>> Start Available records

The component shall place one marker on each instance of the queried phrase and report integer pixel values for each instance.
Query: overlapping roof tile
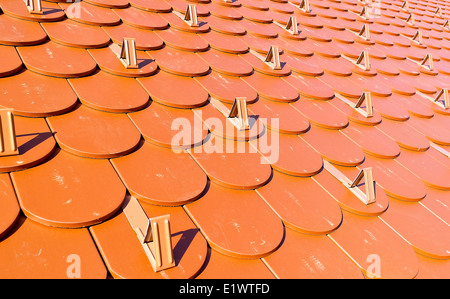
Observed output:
(283, 139)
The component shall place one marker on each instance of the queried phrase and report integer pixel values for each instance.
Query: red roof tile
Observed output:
(250, 133)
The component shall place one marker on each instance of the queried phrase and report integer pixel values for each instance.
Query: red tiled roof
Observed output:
(358, 89)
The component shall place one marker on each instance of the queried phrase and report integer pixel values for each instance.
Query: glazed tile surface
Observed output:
(120, 100)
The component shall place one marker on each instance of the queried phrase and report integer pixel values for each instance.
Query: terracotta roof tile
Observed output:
(262, 129)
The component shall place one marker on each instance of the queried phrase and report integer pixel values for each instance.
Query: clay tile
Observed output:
(217, 156)
(225, 42)
(141, 18)
(169, 127)
(50, 11)
(110, 58)
(34, 144)
(56, 60)
(220, 266)
(10, 207)
(145, 39)
(75, 34)
(167, 169)
(251, 215)
(421, 238)
(100, 134)
(67, 253)
(372, 140)
(31, 94)
(320, 259)
(350, 198)
(110, 3)
(99, 91)
(272, 88)
(225, 26)
(183, 40)
(334, 146)
(226, 63)
(10, 61)
(190, 94)
(321, 113)
(180, 62)
(89, 14)
(280, 117)
(78, 191)
(285, 193)
(151, 5)
(20, 33)
(225, 88)
(116, 239)
(399, 257)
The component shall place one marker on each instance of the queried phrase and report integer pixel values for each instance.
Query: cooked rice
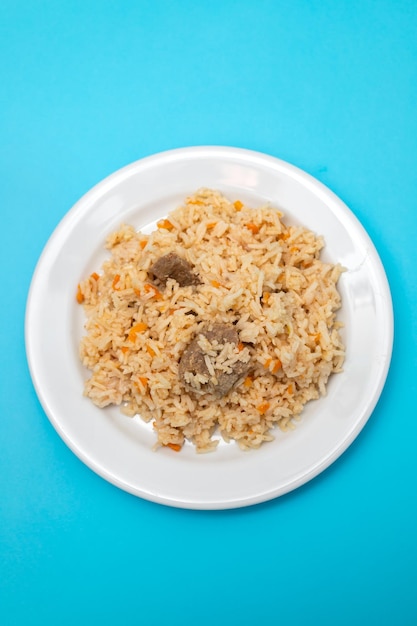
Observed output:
(257, 273)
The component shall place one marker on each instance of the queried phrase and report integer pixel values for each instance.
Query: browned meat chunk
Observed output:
(193, 369)
(173, 266)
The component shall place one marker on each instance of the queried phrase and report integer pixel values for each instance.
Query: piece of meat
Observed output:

>> End Available records

Work to be completed:
Leave out the pictures and print every line of the data exactly.

Response for this exercise:
The component shall place one marker on each instance of the queried phrase and report integer pixel values for each instance.
Query: overlapping roof tile
Observed output:
(283, 139)
The component shall place one marker on each instance of the queried phrase and report integer pixel values for each instance.
Query: red roof tile
Observed output:
(250, 133)
The component shall place one marker on each instance of the queried phrase and report integer pixel values for each instance.
Query: red tiled roof
Observed output:
(358, 89)
The component shall place one marker on each instance of the queried phrase and report integer pixel values for each instance.
Query: glazed tile surface
Observed output:
(120, 100)
The component shall place one marker on each instance of the queried phrase and report integer pixel values for each instance.
Query: terracotta roof tile
Observed output:
(262, 129)
The component shall place one marker on each instance of the queried phrase and report integer pixel values for each instance.
Query: clay tile
Observed output:
(217, 156)
(225, 42)
(141, 18)
(169, 127)
(50, 11)
(110, 58)
(34, 144)
(56, 60)
(220, 266)
(10, 207)
(145, 39)
(75, 34)
(167, 169)
(251, 215)
(421, 238)
(100, 134)
(67, 253)
(372, 140)
(31, 94)
(320, 259)
(350, 198)
(110, 3)
(99, 91)
(272, 88)
(225, 26)
(183, 40)
(334, 146)
(226, 63)
(10, 61)
(190, 94)
(321, 113)
(180, 62)
(89, 14)
(280, 117)
(78, 191)
(285, 193)
(151, 5)
(20, 33)
(225, 88)
(116, 239)
(399, 257)
The component shall place one marker on each instance of the queried phrase and report integer pixel values for each instance.
Query: cooked rice
Observed output:
(257, 273)
The component shall place one marker on each instance of the queried phrase and report integer pixel values for each instance.
Query: browned meat chunk
Observed output:
(193, 369)
(173, 266)
The component shall place one marker on each instance of the queried phrase and report integer pixel values for each instance.
Query: piece of meat
Observed output:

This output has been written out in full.